* Dataset excerpts:
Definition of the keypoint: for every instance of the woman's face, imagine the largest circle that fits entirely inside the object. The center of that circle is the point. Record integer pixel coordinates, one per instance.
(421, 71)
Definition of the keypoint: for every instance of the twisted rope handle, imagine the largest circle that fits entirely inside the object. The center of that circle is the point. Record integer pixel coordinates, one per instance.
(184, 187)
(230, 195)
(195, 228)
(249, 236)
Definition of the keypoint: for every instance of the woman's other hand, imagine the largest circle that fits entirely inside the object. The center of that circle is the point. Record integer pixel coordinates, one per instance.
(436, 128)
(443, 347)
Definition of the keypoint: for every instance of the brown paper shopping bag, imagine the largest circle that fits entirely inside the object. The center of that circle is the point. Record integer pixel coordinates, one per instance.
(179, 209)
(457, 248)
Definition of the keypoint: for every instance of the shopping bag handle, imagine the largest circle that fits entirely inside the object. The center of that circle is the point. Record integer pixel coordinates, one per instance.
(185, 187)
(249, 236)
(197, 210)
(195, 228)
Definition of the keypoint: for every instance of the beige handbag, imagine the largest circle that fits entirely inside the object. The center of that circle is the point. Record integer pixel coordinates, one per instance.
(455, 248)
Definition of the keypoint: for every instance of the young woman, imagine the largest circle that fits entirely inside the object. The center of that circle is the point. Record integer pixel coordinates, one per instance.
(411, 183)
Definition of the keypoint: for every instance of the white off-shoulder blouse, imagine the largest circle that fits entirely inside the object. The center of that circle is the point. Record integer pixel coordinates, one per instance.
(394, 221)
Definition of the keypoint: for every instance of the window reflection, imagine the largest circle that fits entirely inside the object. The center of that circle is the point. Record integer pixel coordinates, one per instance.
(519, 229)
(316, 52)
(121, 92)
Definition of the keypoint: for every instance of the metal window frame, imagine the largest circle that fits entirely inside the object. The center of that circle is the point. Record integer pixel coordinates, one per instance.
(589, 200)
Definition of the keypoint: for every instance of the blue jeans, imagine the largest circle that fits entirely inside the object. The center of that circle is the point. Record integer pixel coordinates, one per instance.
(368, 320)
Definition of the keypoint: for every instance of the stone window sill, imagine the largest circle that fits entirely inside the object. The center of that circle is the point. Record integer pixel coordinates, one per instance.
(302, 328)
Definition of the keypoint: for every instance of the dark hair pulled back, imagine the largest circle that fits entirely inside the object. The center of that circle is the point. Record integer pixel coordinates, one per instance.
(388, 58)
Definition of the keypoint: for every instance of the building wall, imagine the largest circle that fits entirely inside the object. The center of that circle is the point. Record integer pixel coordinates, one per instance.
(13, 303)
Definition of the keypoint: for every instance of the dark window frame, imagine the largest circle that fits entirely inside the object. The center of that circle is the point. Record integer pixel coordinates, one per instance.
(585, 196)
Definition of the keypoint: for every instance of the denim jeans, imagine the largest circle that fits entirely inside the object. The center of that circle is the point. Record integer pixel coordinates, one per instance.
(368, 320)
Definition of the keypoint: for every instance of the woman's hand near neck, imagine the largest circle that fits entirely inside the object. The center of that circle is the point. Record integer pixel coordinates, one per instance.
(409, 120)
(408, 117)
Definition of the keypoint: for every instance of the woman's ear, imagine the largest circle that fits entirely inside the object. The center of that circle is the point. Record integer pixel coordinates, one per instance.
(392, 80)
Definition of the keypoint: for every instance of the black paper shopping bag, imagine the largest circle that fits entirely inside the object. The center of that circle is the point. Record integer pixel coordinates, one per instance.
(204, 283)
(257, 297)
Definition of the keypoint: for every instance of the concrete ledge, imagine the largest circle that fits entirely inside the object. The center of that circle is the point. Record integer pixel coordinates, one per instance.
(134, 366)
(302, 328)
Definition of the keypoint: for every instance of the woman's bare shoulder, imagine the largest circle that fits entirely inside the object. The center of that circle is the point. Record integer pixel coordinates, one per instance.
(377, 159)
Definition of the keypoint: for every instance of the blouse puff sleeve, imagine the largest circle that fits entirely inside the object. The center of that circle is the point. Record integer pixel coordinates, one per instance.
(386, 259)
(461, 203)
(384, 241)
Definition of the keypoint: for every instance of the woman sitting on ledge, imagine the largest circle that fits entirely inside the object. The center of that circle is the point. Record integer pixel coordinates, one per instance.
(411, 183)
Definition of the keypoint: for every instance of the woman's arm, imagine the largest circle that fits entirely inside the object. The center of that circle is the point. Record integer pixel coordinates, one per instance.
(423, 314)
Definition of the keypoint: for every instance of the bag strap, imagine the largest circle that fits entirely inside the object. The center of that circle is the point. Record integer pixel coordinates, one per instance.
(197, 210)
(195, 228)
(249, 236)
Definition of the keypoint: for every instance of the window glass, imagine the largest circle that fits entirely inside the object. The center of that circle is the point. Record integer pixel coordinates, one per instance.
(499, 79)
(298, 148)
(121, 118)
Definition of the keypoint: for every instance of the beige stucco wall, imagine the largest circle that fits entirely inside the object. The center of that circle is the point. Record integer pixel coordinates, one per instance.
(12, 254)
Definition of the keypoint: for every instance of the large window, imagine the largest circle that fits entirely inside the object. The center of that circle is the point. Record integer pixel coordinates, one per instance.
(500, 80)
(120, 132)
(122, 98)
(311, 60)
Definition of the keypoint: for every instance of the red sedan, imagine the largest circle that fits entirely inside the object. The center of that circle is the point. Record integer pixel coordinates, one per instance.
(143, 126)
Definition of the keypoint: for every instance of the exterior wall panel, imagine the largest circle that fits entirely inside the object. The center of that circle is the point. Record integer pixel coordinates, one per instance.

* Task details:
Output the records in full. Match them exactly.

* Response to this exercise:
Definition of the keypoint: for every instance of the woman's face, imagine the largest circle that fits entirely inside the object. The center of that circle is the point. Record integer pixel coordinates, one per instance.
(421, 71)
Definition of the keypoint: for every instance of the twisted rope handle, imagine the largest circle that fits entirely inside the object. The center of that circle is the point. Record integer pixel coordinates, one per instance.
(184, 187)
(230, 195)
(195, 228)
(249, 236)
Definition of the keypoint: for every instance of the woman's other hand, imagine the largest circle that fits entirely inside the object. The center of that circle is the point. Record integer pixel coordinates, one per instance.
(436, 128)
(443, 347)
Definition of the keypoint: for every instance of the brown paper shopping bag, imagine the largest circle that fits entirely inside the object. The center of that circle is the point. Record integer pixel coordinates, one per instance.
(179, 209)
(457, 248)
Definition of the keypoint: for every instance of the shopping bag handle, imagine the largest circle that fits entirely inside the object. The center of that circle is the point. Record integer pixel coordinates, one per instance.
(185, 187)
(249, 236)
(197, 210)
(195, 228)
Definition of the keypoint: for every instance of the beige handbag, imagine the largest circle that fits entirely inside the object. The center of that circle is the point. Record integer pixel coordinates, one per instance.
(455, 248)
Definition of the keypoint: for every instance of the young woman, imagine the largest circle that fits entirely inside the object. The center of that circle is the point. Record integer pixel coordinates, one per instance.
(411, 183)
Definition of the keypoint: for every instance of the white off-shoulder blouse, imagine the largest circle that fits entirely inside the object. The center of that circle is the point. Record integer pixel coordinates, one per instance.
(394, 221)
Definition of the keypoint: for every instance of the window reflection, imagine the largest circle that fits entirely inside the object. The center of that circle is the point. Record integer pixel coordinates, one per instance.
(519, 229)
(316, 52)
(121, 92)
Definition of the keypoint: for every instance of the metal window frame, imagine the largest circle that fits entirely inside the object. The center of that circle is the point. Record integer pixel coordinates, one per instance.
(589, 200)
Definition of the keypoint: for every instance of the blue jeans, imagine the largest circle that fits entirely inside the object. The center of that circle is the point. Record integer pixel coordinates, one per instance.
(368, 320)
Definition of the keypoint: for every instance of the stone window sill, imagine the largest circle that fits entirely inside the object. The center of that circle is the point. Record integer pixel coordinates, one per instance.
(302, 328)
Definition of the keypoint: for every instance of the dark hair pulled back, imagine the largest circle that fits entirely inside the object. The center of that circle is the point. Record integer pixel coordinates, one per instance.
(388, 58)
Definition of the keypoint: for every instance of the building wall, imagine the largest circle that fits entirely inside the object. The center of that circle is the point. Record integer pixel coordinates, one per instance.
(13, 303)
Definition of the keypoint: for every instance of the dark window frame, imagine the largest circle that fits entirely inside the object. The center of that circle is the point. Record integer pixel coordinates, one per instance.
(585, 196)
Definition of the keypoint: for every instance of the denim jeans, imagine the largest circle that fits entirely inside the object. The center of that circle is the point. Record integer pixel coordinates, one per instance.
(368, 320)
Definition of the keypoint: for every instance of the woman's hand near neck, imagine the largest circle that fits entirely inside the object. The center of that circle is the point. Record integer pixel coordinates, one per instance.
(409, 120)
(408, 117)
Definition of the keypoint: for every instance of the woman's ear, imagine the largest circle that fits entirely inside the object. The center of that circle is the point. Record integer pixel coordinates, one per instance.
(392, 80)
Definition of the keypoint: for every instance of the black paper shopping bag, imagine the largest circle that fits entirely inside the object. The center of that circle is the point. Record integer pixel coordinates, one per instance.
(204, 283)
(257, 297)
Definition of the keypoint: for every instance of the concrete ledge, imagine the largest circle that fits entirely inside the object. The center of that circle is the point. Record integer pixel coordinates, one per instance.
(134, 366)
(302, 328)
Definition of the keypoint: for every instance of the woman's bare shoulder, imagine the largest circle that fits entirely inside the object. The center of that circle is the point. Record integer pixel coordinates, one per instance.
(377, 159)
Definition of the keypoint: for every instance of the blouse puff sleeve, imagine the largest circle that fits entirely inside the object. The center of that circle is the point. Record integer pixel coordinates, one per instance.
(386, 259)
(461, 203)
(384, 241)
Definition of the keypoint: for every instance of the woman sitting on ledge, imagine the largest circle that fits entirely inside the object. The center of that circle is the point. Record integer pixel coordinates, one per instance.
(411, 183)
Definition of the keypoint: for every instance of the woman's arm, imagine the largest circle that fits entirely inside the object. The center of that circle is the point. Record integer pixel coordinates, one per instance.
(423, 314)
Definition of the keypoint: for every instance of the bag strap, imagine the largest circle that fits entirely inside the object. The center of that circle is the point. Record integer pixel coordinates, one per instance.
(197, 210)
(195, 228)
(249, 236)
Definition of the keypoint: for every instance of the window glass, imagine the largest circle that fits entirely inside the object. The center of that circle is the point. Record integer pixel coordinates, one per instance.
(499, 79)
(298, 148)
(121, 118)
Definition of the keypoint: for every instance of the beige stucco wall, imagine the largest circle that fits entirely inside the object. The center of that circle is the point. Record integer pixel coordinates, one per instance.
(12, 254)
Definition of the keypoint: for every instance of the large window, imagine the largest circle that fits entirely inside the object. The center of that circle is the point. Record integer pixel coordinates, one per instance.
(500, 80)
(120, 132)
(122, 98)
(311, 60)
Definition of the keypoint: for every instance of the red sedan, imagine the largest circle that fits entirely inside the object. The center of that circle is the point. Record integer pixel coordinates, one per instance.
(143, 126)
Definition of the keypoint: for every instance of the exterior wall panel, imagine the largest circle that fits entirely inside the object. The center of that circle is the point. Record integer pixel coordinates, one per instance.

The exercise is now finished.